How to complete this task: Copy each line in the data that includes the word "green".

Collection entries
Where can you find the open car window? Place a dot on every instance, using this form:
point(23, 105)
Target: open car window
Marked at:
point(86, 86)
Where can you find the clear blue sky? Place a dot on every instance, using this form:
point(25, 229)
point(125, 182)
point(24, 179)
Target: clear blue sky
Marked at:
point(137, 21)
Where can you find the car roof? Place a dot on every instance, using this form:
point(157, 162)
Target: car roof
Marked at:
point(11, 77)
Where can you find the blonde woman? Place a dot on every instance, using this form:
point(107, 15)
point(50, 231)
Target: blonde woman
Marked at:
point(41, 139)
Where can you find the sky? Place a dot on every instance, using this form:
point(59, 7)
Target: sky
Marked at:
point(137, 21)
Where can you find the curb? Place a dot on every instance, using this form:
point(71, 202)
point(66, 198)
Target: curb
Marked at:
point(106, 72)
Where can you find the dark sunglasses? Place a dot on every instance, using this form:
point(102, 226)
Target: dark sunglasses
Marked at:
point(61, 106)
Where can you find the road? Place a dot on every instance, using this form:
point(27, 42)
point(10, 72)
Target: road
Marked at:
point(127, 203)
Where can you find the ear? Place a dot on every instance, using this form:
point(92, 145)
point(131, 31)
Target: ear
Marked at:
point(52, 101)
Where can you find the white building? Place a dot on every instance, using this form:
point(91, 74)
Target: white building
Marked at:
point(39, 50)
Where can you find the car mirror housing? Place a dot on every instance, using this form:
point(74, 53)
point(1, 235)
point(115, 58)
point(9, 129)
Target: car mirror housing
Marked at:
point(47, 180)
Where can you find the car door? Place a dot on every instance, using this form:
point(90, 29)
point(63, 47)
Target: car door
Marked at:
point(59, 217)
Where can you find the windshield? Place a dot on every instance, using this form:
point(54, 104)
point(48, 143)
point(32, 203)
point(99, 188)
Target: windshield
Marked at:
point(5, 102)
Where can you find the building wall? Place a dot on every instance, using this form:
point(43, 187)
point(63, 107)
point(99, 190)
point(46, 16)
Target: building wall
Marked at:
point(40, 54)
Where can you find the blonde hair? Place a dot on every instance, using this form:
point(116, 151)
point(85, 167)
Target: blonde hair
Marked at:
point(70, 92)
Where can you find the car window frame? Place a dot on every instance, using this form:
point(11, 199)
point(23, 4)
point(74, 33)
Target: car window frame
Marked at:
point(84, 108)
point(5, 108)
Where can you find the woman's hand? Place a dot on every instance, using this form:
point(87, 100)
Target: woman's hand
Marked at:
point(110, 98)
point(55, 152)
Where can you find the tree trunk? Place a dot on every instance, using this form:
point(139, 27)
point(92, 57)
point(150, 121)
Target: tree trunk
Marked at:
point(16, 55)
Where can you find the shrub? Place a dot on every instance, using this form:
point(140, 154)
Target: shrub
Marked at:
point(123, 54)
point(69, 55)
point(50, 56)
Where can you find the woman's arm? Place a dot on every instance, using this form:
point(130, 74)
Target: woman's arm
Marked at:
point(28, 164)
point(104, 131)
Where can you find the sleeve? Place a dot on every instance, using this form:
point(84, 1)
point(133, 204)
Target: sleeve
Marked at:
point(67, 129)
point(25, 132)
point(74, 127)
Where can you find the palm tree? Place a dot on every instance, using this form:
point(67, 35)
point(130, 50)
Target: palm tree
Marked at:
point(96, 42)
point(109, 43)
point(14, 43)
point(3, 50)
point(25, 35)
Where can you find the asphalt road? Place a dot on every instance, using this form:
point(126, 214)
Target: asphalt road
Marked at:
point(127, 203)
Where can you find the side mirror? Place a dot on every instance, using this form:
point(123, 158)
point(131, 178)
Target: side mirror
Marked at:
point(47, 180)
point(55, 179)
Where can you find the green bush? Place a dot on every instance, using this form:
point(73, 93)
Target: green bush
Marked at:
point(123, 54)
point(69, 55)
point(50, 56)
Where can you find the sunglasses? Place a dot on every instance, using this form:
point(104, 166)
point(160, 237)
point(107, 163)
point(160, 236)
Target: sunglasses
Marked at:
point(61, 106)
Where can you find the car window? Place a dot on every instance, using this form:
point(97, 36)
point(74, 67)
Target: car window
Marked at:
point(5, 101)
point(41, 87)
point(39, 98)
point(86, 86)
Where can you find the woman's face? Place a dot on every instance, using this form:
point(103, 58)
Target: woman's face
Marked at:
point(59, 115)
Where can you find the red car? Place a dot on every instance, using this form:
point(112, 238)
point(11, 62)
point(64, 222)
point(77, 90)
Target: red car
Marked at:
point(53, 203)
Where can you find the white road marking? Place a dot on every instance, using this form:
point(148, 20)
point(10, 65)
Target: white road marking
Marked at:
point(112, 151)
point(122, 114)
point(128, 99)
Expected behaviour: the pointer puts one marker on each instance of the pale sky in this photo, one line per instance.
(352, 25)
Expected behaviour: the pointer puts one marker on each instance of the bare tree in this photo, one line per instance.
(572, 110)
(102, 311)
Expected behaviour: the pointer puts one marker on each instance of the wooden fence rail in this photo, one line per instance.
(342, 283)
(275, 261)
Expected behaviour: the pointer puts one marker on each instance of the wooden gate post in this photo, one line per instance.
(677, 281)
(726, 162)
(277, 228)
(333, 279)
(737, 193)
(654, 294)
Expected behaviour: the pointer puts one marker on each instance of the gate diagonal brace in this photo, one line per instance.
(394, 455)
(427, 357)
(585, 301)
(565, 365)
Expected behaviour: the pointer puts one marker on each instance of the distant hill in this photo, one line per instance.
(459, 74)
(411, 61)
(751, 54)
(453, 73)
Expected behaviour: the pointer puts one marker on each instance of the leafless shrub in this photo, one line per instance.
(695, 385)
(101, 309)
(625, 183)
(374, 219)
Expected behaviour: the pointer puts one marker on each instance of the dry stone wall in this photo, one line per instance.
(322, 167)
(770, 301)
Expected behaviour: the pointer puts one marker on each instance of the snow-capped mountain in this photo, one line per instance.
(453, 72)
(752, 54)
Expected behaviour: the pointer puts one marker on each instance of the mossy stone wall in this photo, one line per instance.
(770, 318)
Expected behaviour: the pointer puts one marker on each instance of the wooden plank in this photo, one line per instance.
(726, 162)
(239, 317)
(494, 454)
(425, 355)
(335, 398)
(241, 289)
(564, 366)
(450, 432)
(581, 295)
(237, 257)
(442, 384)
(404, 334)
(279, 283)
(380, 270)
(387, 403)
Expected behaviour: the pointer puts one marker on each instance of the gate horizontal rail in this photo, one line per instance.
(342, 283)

Your solution:
Where can you find the green bush? Place a dot on every instance, using this form:
Target: green bush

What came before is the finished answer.